Pictures stay out of the copy; set down each line of the listing below exactly.

(Location identification entries)
+ + + + + + +

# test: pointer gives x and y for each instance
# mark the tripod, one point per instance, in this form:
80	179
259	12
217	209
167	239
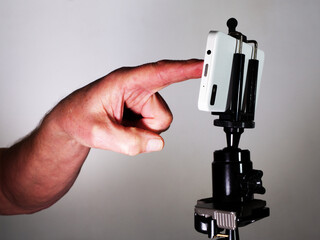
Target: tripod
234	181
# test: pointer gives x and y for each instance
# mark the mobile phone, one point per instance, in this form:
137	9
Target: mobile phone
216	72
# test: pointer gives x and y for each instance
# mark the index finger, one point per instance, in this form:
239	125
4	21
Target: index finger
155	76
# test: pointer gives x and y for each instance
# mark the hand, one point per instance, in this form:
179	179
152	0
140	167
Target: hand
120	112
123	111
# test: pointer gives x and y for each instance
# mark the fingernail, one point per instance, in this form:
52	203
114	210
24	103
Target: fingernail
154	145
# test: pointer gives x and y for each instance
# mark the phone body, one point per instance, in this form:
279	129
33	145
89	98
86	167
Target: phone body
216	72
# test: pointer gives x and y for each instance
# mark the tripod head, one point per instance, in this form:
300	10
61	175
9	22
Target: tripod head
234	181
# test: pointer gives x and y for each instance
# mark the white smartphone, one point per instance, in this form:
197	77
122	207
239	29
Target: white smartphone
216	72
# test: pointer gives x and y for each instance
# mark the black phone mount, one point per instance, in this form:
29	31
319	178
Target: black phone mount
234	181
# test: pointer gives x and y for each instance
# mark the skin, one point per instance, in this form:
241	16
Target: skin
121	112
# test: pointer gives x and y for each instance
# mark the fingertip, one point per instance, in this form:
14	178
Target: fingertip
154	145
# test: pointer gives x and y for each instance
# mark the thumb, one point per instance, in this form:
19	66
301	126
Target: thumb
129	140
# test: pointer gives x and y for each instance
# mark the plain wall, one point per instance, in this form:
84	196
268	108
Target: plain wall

+ + + + + + +

Exercise response:
# test: pointer gives x and y for each instance
# mark the tripod, one point per instance, in this form:
80	179
259	12
217	209
167	239
Target: tripod
234	181
# test: pointer gives x and y for each instance
# mark the mobile phone, one point per instance, in this form:
137	9
Target: mobile phone
216	72
# test: pointer gives x and y for each instance
# mark the index finger, one point per instance, in this form:
239	125
4	21
Target: index finger
155	76
# test: pointer gives x and y for each instance
# mark the hand, one point per instance, in this form:
179	179
152	0
140	167
Target: hand
120	112
123	111
# test: pointer gives x and y for each instance
# mark the fingernail, one point per instance, in this form:
52	203
114	210
24	103
Target: fingernail
154	145
# test: pointer gives x and y for each instance
# mark the phone body, one point per instance, in this form:
279	129
33	145
89	98
86	167
Target: phone body
216	72
# test: pointer gives x and y for each instance
# mark the tripod head, one point per instance, in this form:
300	10
61	175
9	22
Target: tripod head
234	181
# test: pointer gives x and y for each instance
# mark the white smartphone, one point per instance, in this form:
197	77
122	207
239	29
Target: white smartphone
216	72
# test: pointer gives x and y for each instance
# mark the black phone mount, one point per instance, in this form:
29	31
319	178
Target: black phone mount
234	181
# test: pointer gives x and y for each instance
# mark the skin, one point per instance, in this form:
241	16
Target: skin
121	112
# test: pointer gives x and y for each instance
# mark the fingertip, one point per instance, in this form:
14	178
Target: fingertip
154	145
# test: pointer gives x and y for each instance
# mark the thumb, one point per instance, in this form:
19	66
301	126
Target: thumb
129	140
# test: pointer gives x and y for each instance
# mark the plain wall, one point per instance, in this form:
84	196
268	108
Target: plain wall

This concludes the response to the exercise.